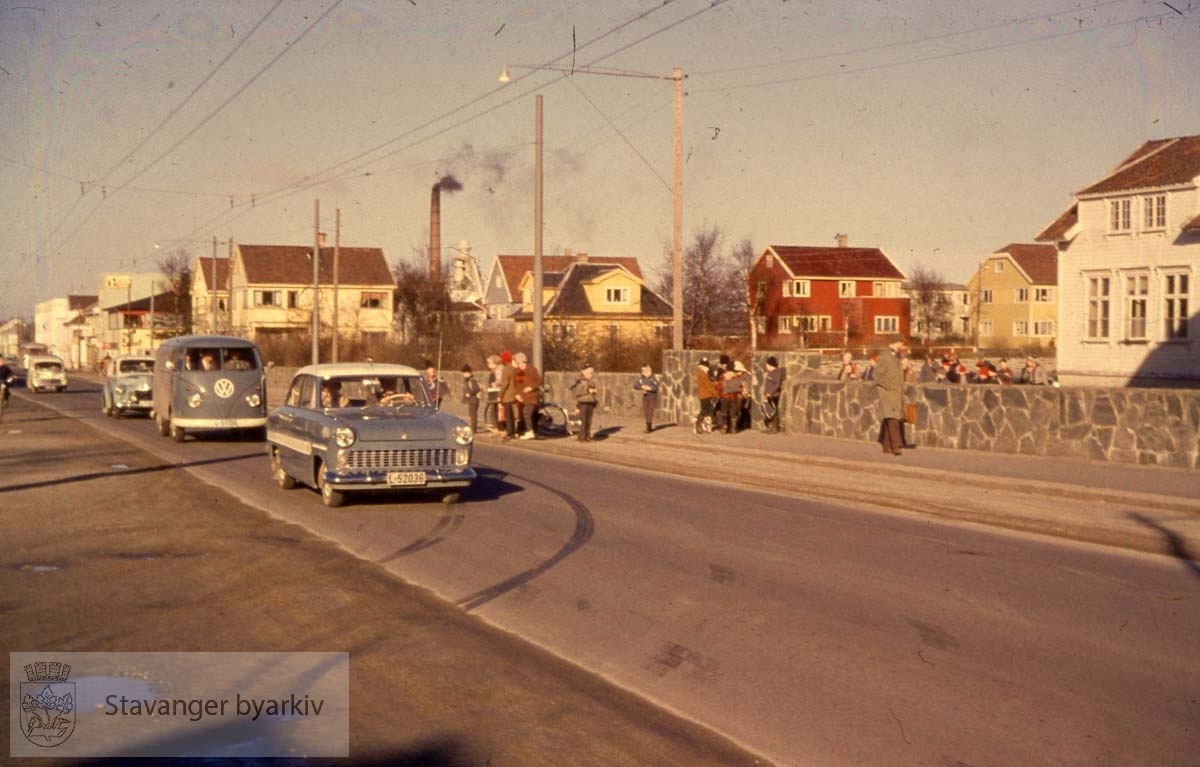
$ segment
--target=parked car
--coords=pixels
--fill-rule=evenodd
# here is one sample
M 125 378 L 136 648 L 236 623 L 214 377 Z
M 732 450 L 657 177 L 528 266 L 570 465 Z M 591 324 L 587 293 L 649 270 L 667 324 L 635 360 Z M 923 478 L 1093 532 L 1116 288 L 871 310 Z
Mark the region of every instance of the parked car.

**Work task**
For each line of the entries that contains the word "parked", make a copy.

**Solution to the exercise**
--target=parked car
Mark the region of every instance of the parked car.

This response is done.